== Instructions to follow ==
Could you reproduce the records below, swapping every "Result" for "Output" and keeping everything else the same, with the pictures left out?

== Recorded information ==
==============================

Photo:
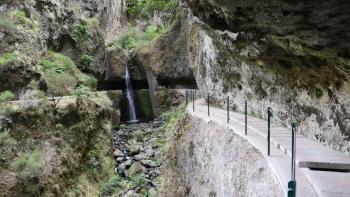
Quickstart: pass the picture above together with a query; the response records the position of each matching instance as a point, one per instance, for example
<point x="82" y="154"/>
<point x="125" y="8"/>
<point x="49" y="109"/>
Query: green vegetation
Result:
<point x="83" y="91"/>
<point x="146" y="8"/>
<point x="63" y="65"/>
<point x="6" y="96"/>
<point x="7" y="57"/>
<point x="135" y="38"/>
<point x="93" y="163"/>
<point x="111" y="186"/>
<point x="85" y="61"/>
<point x="29" y="165"/>
<point x="6" y="139"/>
<point x="21" y="20"/>
<point x="83" y="29"/>
<point x="59" y="84"/>
<point x="58" y="62"/>
<point x="7" y="25"/>
<point x="173" y="116"/>
<point x="316" y="93"/>
<point x="92" y="22"/>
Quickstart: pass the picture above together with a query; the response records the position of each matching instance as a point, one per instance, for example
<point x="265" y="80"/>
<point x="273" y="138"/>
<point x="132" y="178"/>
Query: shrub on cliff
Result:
<point x="134" y="37"/>
<point x="59" y="85"/>
<point x="85" y="61"/>
<point x="7" y="57"/>
<point x="142" y="8"/>
<point x="6" y="96"/>
<point x="83" y="30"/>
<point x="29" y="165"/>
<point x="60" y="63"/>
<point x="22" y="21"/>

==============================

== Problem solution ==
Photo:
Quickstart: pass the picture above together with a query; the response records the position of each matching instance as a point, one per instance, for example
<point x="82" y="154"/>
<point x="125" y="8"/>
<point x="49" y="109"/>
Query: green vegetation
Output:
<point x="83" y="91"/>
<point x="146" y="8"/>
<point x="63" y="65"/>
<point x="6" y="96"/>
<point x="7" y="57"/>
<point x="135" y="38"/>
<point x="93" y="163"/>
<point x="111" y="186"/>
<point x="85" y="61"/>
<point x="29" y="165"/>
<point x="6" y="139"/>
<point x="21" y="20"/>
<point x="83" y="29"/>
<point x="59" y="84"/>
<point x="58" y="62"/>
<point x="7" y="25"/>
<point x="173" y="116"/>
<point x="316" y="93"/>
<point x="92" y="22"/>
Quickstart: pass the picture above together with a query; the response records the position of each matching instance as a point, one per instance, for example
<point x="265" y="80"/>
<point x="273" y="138"/>
<point x="132" y="178"/>
Query: shrub on cliff
Output:
<point x="134" y="37"/>
<point x="59" y="85"/>
<point x="85" y="61"/>
<point x="7" y="57"/>
<point x="142" y="8"/>
<point x="6" y="96"/>
<point x="83" y="30"/>
<point x="29" y="165"/>
<point x="60" y="63"/>
<point x="22" y="21"/>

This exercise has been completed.